-- start of Document --

Introduction to XSLT
As a tool for humanities computing
1 Introductions
ALLC/ACH 2002, Tübingen
21-22 July 2002
C. M. Sperberg-McQueen
Wendell Piez
I. Sunday morning 1: introductions
XSLT is a tool for processing XML documents. After this
course, you should know how to:
- transform XML from one datatype to another
- style XML for display in off-the-shelf Web browsers
- use XPath to denote specific parts of a document
- use XSLT as a search engine
- find anomalies in your data, normalize tagging
- segment your data
- retag your data
- express recursive algorithms in XSLT
- You know XML and can edit XML documents.
- You expect to work with XML data, and need to:
- extract information
- display information
- reformat information
- You know something about programming (or are
tolerant of programmer talk).
- You are interested in literary and historical
texts and databases (or are tolerant of talk about
them).
- You know a bit* about HTML, CSS, and TEI Lite.
Not assumed:
- You have used XSLT.
- You are a programmer.
Not covered in the course:
- XML
- TEI
- HTML, CSS (regard as magic*)
- XSL formatting objects
- Web design, page design, typography
- tricks of the trade (production use)
Who the instructors are.
Who the participants are.
- Sunday a.m.: introductions
- Sunday a.m.: basics (simple transformations, if,
choose, selection
by attribute values)
- Sunday p.m.: modes (e.g. tables of contents)
- Sunday p.m.: XPath
- Monday a.m.: functions, numbering
- Monday a.m.: near-identity transformations
- Monday p.m.: named templates, recursion
- Monday p.m.: sorting and grouping
Sunday a.m.: introductions | |
- overview of course
- first pass over material:
- basics of XSLT, simple transformations
- modes
- XPath
- functions and numbering
- XML to XML transformations
- named templates
- sorting and grouping
- What is XSLT and how does it work?
- Hello-world example
- Built-in rules
- Flow of control (if, choose and
why you often don't need them)
- a solution to a ‘high-level formatting’
problem
- in XML syntax
- a language for specifying transformations
- into XSL formatting objects
- into arbitrary XML
- into HTML
- into non-XML formats
with - data replication
- data movement
- data insertion and deletion
How do we transform one tree to another?
- procedurally (DOM)
- declaratively (XSLT, DSSSL)
- push model (DSSSL)
- pull model (XSLT)
- It's XML.*
- Yes, there's a DTD; it has 35 elements.
- Next question?

-- end of Document --
-- start of Data shown --

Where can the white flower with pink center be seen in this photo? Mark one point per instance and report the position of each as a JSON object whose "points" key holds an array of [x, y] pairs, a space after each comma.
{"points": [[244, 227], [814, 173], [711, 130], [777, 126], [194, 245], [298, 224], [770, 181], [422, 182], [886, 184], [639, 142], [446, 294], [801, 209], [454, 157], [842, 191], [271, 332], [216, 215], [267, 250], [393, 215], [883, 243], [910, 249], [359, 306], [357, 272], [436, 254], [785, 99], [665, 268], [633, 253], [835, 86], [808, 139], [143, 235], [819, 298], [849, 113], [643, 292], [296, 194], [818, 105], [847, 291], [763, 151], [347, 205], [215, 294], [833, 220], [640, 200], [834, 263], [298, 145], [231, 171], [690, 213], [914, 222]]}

-- end of Data shown --

* **Objective 1**
Answer these questions from the XSLT course outline:
(a) How many elements does the DTD mentioned in the outline have?
(b) In which session is XPath covered?
(c) Which model does the outline assign to XSLT for transforming one tree to another?
* **Objective 2**
Go on with the XSLT course outline, starting after its last line.
The listing has nothing to do with the XSLT course outline.

* **Result 1**
(a) 35
(b) Sunday p.m.
(c) The pull model

* **Result 2**
- It's three* XML vocabularies:
- the XSLT vocabulary describes stylesheet structure:
namespace http://www.w3.org/1999/XSL/Transform
- one or more XML vocabularies in the input
- one or more XML vocabularies in the output
- It's also XPath, a language for pointing into XML.
Consider the following XML (greeting.xml):
<!DOCTYPE greetings [
<!ELEMENT greetings (hello+) >
<!ELEMENT hello (#PCDATA) >
<!ATTLIST hello
lang CDATA #IMPLIED >
<!ENTITY szlig "ß" >
<!ENTITY uuml "ü" >
]>
<greetings>
<hello lang="en">Hello, world!</hello>
<hello lang="fr">Bon jour, tout le monde!</hello>
<hello lang="no">Goddag!</hello>
<hello lang="de">Guten Tag!</hello>
<hello lang="de-schwaben">Grüß Gott!</hello>
</greetings>
The XSLT stylesheet greeting-03.xsl, color coded:
<!DOCTYPE xsl:stylesheet PUBLIC 'http://www.w3.org/1999/XSL/Transform'
'/SGML/Public/W3C/xslt10.dtd' [
<!ENTITY lt "&#60;" >
<!ENTITY gt ">" >
]>
<xsl:stylesheet version="1.0"
xmlns:xsl=
"http://www.w3.org/1999/XSL/Transform">
<xsl:template match="greetings">
<html>
<head>
<title>
Hello, world! A simple XSLT demo
</title>
</head>
<body>
<h1>Hello, world! A simple XSLT demo</h1>
<p>A hundred ways to say hello (er, well,
<xsl:value-of select="count(//hello)"/>
ways, anyway).</p>
<ol>
<xsl:apply-templates/>
</ol>
</body>
</html>
</xsl:template>
<xsl:template match="hello">
<xsl:element name="li">
<xsl:apply-templates/>
</xsl:element>
</xsl:template>
</xsl:stylesheet>
How does it work?
- show XML source in editor
- show XML source in browser
- add stylesheet link
- show in browser
- run batch process
- show HTML in editor
- show HTML in browser
If you want to follow along ... then
choose editor, launch browser, find workshop directory.
Let's look at the details. First, the framework:
<!DOCTYPE xsl:stylesheet PUBLIC 'http://www.w3.org/1999/XSL/Transform'
'/SGML/Public/W3C/xslt10.dtd' [
<!ENTITY lt "&#60;" >
<!ENTITY gt ">" >
]>
<xsl:stylesheet version="1.0"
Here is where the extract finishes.